* Text segment *

┄┄┄┄┄┄


    This bill is a useful first step. However, in my view, it doesn’t go far enough. For example, I have Alzheimer’s in my genetic history. At some point, there is a reasonable chance that I will receive that diagnosis. That disease is something I would affirmatively choose today to not subject myself or my family or loved ones to. Nor non-Alzheimer’s related dementia.

    Much like a DNR or advance health directive, I would sign up today, when I am mentally capable, to be mercifully “put to sleep” after I am no longer mentally capable to make that decision and when certain objective criteria are met. Obviously, I would need medical help at the time to do so. This bill does not allow for either, leaving people like me to suffer a long, drawn out, undignified life and ultimate death.

    At some level, this legislation sets a bad precedent for ever passing legislation that would provide for my circumstances with all the hoops to go through, boxes to check and timing issues. Separately, I wonder how equitable the law is – sure someone with resources can afford to get the multiple diagnoses, mental evaluations and drugs required, but that leaves out large swathes of the population.

    To be quite honest, I don’t know why government has any legitimate interest in putting any limits on when or how individuals choose to die – my body, my choice.

  9. Please withhold

    Watching my 20-year-old daughter struggle was the ultimate agony. I don’t share these memories often. But this needs to happen. When a body has ceased to function and your child is no longer eating, is nauseated, is drugged into a state which may be either comforting or terrifying, can’t breathe, begs for help, and all you can do is increase a dose of morphine which isn’t yet enough to end the nightmare, it’s too late for a humane and logical end-of-life plan.

  10. Fran Sheff-Mauer

    This bill is profoundly important legislation. Thank you for bringing it to our attention.

  11. After heart surgery my MD gave me an Rx for Nitroglycerin to take in case of sudden heart pain.
    “It’s a strong muscle relaxant so sit down before you take it because you might fall down. And NEVER take it with Viagra‼️ The combination is deadly. The medical profession discovered this when older men took Viagra first, had sex with a young lover, got heart pain, popped a few Nitro and died.”

  12. The oldest Baby Boomer is now 77, and the peak year boomers, born in 1957, are now 66. I fully expect this kind of legislation to proliferate as all 76 million boomers head into their final years. And I support it!

  13. I called the Judiciary Cmte number Lynda gave above and it hasn’t reached them yet, so they can’t take our testimony. Hopefully we’ll find out when it does!

┄┄┄┄┄┄

* Exercise requirements *
1. Condense the paragraph of the comments on the bill that begins "Much like a DNR or advance health directive" into a short bulleted list that keeps its main facts.
2. Go on with the comments on the bill, starting after their final sentence.
The data that come next are separate material and are not part of the comments on the bill.

* Available data *
┄┄┄┄┄┄

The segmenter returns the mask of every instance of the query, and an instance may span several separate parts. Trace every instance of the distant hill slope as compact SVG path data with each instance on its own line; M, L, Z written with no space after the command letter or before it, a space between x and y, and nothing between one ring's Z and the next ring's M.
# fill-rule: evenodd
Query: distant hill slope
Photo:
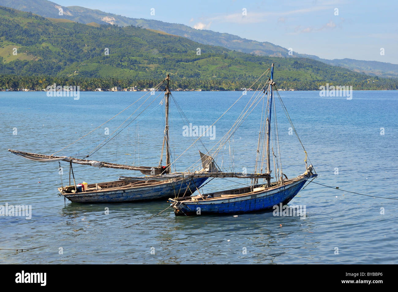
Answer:
M396 79L376 77L373 80L377 82L368 85L369 76L311 59L254 56L162 31L109 24L95 27L2 6L0 35L2 74L154 80L170 73L174 80L233 85L247 84L275 63L281 87L316 89L329 82L398 88Z
M142 26L144 28L150 28L184 37L200 43L221 46L240 52L258 55L307 58L371 75L398 78L398 65L353 59L328 60L313 55L296 53L290 56L286 49L268 42L247 39L229 33L196 29L183 24L132 18L78 6L62 6L47 0L2 0L1 5L31 12L44 17L66 18L84 24L96 22L100 24L117 24L120 26L132 25ZM60 8L62 9L62 15L59 15Z

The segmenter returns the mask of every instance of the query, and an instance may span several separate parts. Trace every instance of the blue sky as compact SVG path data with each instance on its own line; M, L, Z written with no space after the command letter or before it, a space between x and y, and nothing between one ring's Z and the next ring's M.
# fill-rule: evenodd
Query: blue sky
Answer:
M397 0L53 1L226 32L325 59L398 64Z

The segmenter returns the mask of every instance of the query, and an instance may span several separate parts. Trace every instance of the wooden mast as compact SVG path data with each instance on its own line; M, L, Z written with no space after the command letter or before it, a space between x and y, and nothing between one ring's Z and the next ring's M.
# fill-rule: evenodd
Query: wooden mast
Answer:
M166 85L166 92L164 93L166 99L166 125L165 129L165 135L166 142L166 173L170 173L170 149L169 148L169 100L170 97L170 90L169 90L169 84L170 82L170 75L167 74L166 78L167 85Z
M271 136L271 113L272 112L272 95L273 93L273 63L271 65L271 80L269 80L269 114L268 117L267 118L267 122L268 127L267 129L267 173L270 174L269 176L267 178L267 184L268 186L271 186L271 164L269 161L269 137Z

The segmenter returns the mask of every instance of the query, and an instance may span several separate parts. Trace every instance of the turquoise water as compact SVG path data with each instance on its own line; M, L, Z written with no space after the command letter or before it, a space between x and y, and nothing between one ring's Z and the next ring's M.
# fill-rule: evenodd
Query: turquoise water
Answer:
M210 125L241 92L175 92L174 98L193 125ZM280 94L319 174L314 181L340 189L398 198L396 182L398 145L398 91L354 91L353 98L320 97L318 92ZM32 217L0 216L2 263L370 263L398 261L396 200L339 191L310 184L289 203L306 206L306 218L259 213L215 216L176 217L171 208L140 224L169 204L158 201L120 204L72 203L57 196L58 163L19 157L8 148L51 154L100 125L142 92L82 92L73 97L45 92L0 92L0 205L30 205ZM216 124L215 139L203 139L208 149L229 129L246 104L244 96ZM147 110L158 104L154 102ZM59 154L70 155L111 133L139 103L108 124ZM156 165L162 142L164 105L123 131L91 157L130 165ZM277 107L280 105L277 102ZM183 137L184 122L172 102L172 153L177 157L192 143ZM253 170L261 107L249 116L233 141L217 157L227 169ZM277 114L278 114L277 113ZM279 112L278 123L283 172L305 170L304 151ZM16 128L17 135L13 135ZM384 134L380 135L380 128ZM97 132L98 132L97 133ZM230 155L229 149L234 155ZM86 155L92 149L78 153ZM192 147L176 163L182 170L199 158ZM68 166L63 163L64 184ZM336 173L338 168L338 174ZM77 182L117 179L137 172L79 165ZM238 180L246 184L246 180ZM217 179L209 192L243 186ZM105 208L109 213L105 214ZM384 214L380 214L384 208ZM282 226L281 227L281 225ZM60 248L62 247L62 249ZM336 249L338 254L335 254ZM62 249L62 254L60 254ZM247 251L245 254L242 251ZM151 251L152 252L151 253Z

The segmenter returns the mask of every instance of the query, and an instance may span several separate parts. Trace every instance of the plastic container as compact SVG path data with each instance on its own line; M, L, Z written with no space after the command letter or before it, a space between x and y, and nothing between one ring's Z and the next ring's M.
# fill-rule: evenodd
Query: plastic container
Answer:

┄┄┄┄┄┄

* Exercise answers *
1.
- Like a DNR or advance health directive, the writer would sign up now, while still mentally capable, to be "put to sleep" later.
- This would take effect once the writer is no longer mentally capable of making that decision and certain objective criteria are met.
- Medical help would be needed at that time.
- The bill allows neither, so people like the writer must face a long, drawn-out, undignified life and death.

2.
  14. I just called Judiciary Committee, only to find the bill hadn’t been referred to them yet.

    Also want to agree with Mr. Strittmayer. I have a strong genetic history of vascular dementia, and my greatest fear is to languish in a home as my mother has for over a decade.

    This bill would be a good start, but doesn’t go far enough, even in the case of terminal illness. Two requests, weeks apart? Mental health assessment? Six months to live? Anyone who’s been through watching a loved one die will tell you all that hoop-jumping is unnecessarily stressful and punitive, even cruel.

  15. (Apologies for getting your name wrong, Mr. Strittmatter.)

  16. For those of you reaching out to the Judiciary Committee, you can go to the link Lynda provided https://www.cga.ct.gov/jud/, and click on Committee Members, and you will see emails for them. Although it hasn’t reached the committee yet, it soon will.

  17. Dermot Meuchner

    And important bill whose time has come.

  18. I want to echo what Bill said, my mom has dementia and daily I am reminded that although she had very strong end of life choices (attended many end of life meetings) and shared them with us often, she made no provision to help her in this dementia state. This was her worst nightmare. I say often that if her sound mind and body could stand next to her current self she would take her own life. I feel also daily that I am letting her down, but she really was in denial about her decline and made no preparations. We need a plan for Dementia too, an advanced directive to allow families to help a loved one with dementia.

  19. I agree Janine. My mom died of Alzheimer’s, and I felt the same way. One step at a time.